SHORT TASK —
Collect every line from the rows below that contains the word "headlight".
· · ·
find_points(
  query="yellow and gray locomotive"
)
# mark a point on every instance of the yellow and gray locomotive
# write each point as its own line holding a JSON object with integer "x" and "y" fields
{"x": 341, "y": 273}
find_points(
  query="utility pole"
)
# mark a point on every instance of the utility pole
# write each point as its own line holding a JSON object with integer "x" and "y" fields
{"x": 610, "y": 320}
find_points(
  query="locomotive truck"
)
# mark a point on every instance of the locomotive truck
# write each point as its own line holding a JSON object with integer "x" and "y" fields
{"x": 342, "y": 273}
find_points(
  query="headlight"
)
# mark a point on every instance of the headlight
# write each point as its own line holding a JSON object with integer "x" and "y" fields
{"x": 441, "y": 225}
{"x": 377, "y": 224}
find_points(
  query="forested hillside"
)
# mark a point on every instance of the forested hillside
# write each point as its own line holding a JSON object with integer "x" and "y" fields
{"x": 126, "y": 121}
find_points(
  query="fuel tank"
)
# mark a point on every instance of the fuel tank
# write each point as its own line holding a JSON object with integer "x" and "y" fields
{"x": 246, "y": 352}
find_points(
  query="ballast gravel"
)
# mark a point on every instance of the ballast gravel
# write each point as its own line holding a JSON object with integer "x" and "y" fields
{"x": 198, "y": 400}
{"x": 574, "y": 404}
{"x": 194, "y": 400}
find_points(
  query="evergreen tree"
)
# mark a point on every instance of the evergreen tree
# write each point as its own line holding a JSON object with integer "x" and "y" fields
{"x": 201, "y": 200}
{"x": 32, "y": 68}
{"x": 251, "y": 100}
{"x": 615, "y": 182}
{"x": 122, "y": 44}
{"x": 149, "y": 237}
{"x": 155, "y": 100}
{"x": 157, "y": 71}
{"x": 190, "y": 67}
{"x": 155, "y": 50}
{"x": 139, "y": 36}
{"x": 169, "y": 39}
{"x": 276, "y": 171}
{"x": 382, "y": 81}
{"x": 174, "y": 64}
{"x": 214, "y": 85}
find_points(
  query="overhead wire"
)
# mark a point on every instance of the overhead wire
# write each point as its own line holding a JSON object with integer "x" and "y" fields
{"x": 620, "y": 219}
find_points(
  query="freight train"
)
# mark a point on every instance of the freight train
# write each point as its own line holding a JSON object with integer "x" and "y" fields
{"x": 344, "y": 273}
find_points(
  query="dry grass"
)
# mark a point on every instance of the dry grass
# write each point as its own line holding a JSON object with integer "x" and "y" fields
· · ·
SOLUTION TO THE EXERCISE —
  query="headlight"
# mark a point on every instance of the headlight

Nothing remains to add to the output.